■ Task to carry out
Reproduce the items below verbatim, starting at the line that contains "Expected: one point per instance of the crystal" and continuing through the last line of the items.

[Point labeling examples]
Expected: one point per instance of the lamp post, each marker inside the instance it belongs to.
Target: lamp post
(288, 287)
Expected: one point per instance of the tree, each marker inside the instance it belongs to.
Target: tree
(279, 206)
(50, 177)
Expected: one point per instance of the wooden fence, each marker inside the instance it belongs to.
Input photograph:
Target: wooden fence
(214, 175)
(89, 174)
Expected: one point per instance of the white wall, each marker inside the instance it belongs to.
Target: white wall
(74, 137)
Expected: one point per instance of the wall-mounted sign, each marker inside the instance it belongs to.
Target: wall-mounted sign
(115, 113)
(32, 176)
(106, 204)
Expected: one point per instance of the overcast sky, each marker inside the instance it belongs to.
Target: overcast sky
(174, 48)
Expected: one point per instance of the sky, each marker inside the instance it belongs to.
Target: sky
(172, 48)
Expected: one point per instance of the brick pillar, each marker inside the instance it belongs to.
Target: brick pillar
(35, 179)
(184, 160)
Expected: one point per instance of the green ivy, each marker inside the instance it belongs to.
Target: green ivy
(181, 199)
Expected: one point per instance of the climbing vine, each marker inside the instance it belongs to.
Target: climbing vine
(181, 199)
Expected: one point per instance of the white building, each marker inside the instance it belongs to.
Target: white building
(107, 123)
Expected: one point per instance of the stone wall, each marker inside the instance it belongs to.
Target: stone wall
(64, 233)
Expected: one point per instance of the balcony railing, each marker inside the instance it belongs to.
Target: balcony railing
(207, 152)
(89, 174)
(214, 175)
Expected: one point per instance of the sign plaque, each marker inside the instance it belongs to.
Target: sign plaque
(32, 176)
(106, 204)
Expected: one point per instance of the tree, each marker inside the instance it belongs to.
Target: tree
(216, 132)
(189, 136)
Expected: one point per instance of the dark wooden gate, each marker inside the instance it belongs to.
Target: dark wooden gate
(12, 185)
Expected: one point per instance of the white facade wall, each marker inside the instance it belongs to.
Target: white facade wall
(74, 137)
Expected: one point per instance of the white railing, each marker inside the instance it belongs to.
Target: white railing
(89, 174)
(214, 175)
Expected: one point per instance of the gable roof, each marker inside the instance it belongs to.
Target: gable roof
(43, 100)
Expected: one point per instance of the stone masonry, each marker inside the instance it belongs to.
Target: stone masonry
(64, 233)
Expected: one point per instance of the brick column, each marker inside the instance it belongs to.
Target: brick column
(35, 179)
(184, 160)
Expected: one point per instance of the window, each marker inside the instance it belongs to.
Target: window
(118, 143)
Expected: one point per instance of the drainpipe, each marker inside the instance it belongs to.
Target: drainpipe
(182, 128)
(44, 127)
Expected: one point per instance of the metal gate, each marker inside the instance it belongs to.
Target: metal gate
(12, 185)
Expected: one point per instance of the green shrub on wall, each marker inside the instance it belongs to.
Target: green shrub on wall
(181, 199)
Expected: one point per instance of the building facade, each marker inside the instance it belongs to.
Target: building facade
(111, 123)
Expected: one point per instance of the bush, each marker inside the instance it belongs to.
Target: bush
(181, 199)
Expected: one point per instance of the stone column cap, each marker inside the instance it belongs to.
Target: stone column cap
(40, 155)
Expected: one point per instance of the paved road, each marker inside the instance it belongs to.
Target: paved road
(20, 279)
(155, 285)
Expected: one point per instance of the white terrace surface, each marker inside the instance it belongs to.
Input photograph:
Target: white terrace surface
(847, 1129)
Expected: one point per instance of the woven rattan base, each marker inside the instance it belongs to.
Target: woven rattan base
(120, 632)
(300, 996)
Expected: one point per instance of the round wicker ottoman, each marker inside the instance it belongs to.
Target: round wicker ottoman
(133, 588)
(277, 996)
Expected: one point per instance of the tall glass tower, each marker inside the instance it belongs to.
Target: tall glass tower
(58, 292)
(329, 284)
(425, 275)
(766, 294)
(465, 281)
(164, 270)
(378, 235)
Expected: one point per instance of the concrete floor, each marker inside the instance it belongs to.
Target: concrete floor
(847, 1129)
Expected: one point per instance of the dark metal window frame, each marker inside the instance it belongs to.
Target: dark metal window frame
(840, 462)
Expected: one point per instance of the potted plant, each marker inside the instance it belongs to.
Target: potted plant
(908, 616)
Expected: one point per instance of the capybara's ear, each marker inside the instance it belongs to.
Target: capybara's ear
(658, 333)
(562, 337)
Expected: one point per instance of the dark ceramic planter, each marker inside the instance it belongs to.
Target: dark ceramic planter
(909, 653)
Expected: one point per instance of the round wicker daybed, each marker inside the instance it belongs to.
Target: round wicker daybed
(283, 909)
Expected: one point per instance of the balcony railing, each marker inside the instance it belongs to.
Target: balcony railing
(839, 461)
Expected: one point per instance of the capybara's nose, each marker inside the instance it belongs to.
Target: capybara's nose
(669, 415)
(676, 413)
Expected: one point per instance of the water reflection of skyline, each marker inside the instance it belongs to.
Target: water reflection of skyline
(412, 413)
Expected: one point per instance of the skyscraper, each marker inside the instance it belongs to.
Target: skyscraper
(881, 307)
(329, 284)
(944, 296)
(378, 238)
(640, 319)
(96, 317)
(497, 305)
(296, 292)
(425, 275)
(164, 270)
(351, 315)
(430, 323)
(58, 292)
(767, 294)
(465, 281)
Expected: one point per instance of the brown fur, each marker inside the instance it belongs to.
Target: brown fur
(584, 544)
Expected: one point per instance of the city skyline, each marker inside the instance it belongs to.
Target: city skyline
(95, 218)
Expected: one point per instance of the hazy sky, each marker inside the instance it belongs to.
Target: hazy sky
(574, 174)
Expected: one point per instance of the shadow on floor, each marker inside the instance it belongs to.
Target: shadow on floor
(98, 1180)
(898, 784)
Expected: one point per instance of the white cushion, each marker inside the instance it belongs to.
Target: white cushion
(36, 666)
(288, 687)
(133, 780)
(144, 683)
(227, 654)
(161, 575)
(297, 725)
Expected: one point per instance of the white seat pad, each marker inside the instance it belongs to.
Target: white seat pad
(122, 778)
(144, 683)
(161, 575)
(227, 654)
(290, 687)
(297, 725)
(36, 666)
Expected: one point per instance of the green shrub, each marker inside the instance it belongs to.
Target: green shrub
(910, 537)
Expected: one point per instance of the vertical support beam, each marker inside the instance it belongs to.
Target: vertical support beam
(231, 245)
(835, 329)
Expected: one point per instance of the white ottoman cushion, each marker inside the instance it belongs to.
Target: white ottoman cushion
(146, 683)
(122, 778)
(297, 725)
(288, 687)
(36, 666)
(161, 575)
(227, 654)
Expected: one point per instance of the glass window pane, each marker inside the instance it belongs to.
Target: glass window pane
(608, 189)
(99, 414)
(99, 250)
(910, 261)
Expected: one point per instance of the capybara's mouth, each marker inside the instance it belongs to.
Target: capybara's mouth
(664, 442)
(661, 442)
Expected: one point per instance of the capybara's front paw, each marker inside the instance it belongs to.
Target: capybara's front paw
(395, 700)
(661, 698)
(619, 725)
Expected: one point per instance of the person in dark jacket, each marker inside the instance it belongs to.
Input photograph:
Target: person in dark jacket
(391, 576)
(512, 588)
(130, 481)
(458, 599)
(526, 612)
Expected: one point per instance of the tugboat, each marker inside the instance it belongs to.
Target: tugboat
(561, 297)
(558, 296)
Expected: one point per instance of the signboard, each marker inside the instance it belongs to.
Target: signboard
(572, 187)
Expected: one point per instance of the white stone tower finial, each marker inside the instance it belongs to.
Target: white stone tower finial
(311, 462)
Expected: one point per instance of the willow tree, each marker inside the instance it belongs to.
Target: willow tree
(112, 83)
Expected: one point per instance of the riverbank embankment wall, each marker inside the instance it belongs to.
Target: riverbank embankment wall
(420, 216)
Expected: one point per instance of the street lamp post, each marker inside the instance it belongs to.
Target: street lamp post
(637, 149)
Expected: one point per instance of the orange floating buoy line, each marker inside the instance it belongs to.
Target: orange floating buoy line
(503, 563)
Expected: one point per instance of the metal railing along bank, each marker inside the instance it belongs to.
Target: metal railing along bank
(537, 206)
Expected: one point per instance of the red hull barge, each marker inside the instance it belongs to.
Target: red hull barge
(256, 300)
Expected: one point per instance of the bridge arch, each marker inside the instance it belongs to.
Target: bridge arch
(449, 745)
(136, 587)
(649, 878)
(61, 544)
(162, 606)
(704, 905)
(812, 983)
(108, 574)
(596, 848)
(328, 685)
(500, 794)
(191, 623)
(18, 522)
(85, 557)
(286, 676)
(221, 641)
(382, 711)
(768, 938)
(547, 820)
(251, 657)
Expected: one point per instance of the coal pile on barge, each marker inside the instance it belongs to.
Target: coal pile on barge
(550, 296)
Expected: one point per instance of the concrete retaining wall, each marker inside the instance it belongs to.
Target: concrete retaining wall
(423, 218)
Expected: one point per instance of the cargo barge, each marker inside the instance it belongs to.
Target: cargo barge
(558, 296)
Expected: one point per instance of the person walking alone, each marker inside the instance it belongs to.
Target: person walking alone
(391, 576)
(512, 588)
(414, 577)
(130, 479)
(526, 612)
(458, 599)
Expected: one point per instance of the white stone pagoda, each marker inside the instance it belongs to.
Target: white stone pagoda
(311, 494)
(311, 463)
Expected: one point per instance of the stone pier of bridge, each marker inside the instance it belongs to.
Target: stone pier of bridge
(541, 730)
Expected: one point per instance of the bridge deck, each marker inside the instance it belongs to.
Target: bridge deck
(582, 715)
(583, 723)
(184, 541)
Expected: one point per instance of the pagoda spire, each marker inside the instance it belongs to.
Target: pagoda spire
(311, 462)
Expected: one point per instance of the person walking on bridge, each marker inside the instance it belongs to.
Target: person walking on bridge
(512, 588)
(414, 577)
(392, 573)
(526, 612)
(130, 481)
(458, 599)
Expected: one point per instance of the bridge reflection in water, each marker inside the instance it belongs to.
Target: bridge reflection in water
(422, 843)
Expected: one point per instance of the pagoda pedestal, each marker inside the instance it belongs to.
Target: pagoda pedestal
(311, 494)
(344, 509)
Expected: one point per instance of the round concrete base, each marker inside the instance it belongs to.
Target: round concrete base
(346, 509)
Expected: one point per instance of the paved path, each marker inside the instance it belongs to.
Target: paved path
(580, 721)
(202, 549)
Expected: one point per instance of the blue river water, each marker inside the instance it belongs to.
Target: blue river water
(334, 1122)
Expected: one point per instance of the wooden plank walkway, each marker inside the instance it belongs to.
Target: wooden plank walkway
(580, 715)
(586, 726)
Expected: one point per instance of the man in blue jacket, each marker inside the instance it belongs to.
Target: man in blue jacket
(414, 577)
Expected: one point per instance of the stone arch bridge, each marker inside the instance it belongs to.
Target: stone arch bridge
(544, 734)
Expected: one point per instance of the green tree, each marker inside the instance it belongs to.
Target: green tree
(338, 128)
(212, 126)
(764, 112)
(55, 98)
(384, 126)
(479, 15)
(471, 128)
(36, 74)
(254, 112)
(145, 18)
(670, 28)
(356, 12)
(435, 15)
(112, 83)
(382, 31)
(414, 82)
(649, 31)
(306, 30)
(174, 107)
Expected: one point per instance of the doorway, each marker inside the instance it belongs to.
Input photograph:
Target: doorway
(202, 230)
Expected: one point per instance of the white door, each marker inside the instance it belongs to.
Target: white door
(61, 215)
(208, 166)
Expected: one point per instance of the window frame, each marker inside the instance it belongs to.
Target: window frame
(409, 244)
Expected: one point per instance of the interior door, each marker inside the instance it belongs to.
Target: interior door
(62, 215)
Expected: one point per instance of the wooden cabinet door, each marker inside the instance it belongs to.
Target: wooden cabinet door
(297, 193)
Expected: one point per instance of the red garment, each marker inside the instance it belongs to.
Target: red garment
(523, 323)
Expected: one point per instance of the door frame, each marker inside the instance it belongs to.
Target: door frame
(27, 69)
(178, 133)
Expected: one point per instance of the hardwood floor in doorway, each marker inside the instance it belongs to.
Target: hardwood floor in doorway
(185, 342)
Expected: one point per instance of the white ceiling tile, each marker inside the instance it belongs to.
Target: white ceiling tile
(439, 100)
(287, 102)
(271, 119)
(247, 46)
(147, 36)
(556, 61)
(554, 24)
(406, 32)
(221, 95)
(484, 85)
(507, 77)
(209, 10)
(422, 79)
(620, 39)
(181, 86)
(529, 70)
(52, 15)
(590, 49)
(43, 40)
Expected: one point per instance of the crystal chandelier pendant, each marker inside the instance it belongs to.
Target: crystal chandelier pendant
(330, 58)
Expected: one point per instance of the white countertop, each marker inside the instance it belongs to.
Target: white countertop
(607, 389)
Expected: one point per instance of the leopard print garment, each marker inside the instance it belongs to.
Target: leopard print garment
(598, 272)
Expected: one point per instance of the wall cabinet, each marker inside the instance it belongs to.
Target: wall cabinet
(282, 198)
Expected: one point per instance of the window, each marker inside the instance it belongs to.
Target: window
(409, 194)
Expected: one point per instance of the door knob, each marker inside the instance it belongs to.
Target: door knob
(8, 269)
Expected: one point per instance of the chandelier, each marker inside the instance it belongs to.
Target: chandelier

■ Complete output
Expected: one point per instance of the crystal chandelier pendant, each marker inside the instance it belongs to.
Target: crystal chandelier pendant
(330, 58)
Expected: one point per instance of the white countertop, each marker inside the instance it belongs to.
Target: white countertop
(607, 389)
Expected: one point per instance of the leopard print garment, each marker inside the instance it belongs to.
Target: leopard print garment
(598, 272)
Expected: one point per instance of the wall cabinet, each marker inside the instance it belongs to.
Target: wall cabinet
(282, 198)
Expected: one point per instance of the window, each marker inside the instance it belongs to.
Target: window
(409, 194)
Expected: one point per instance of the door knob, each marker inside the instance it belongs to.
Target: door knob
(8, 269)
Expected: one point per instance of the chandelier, each marker inside the instance it belongs to.
Target: chandelier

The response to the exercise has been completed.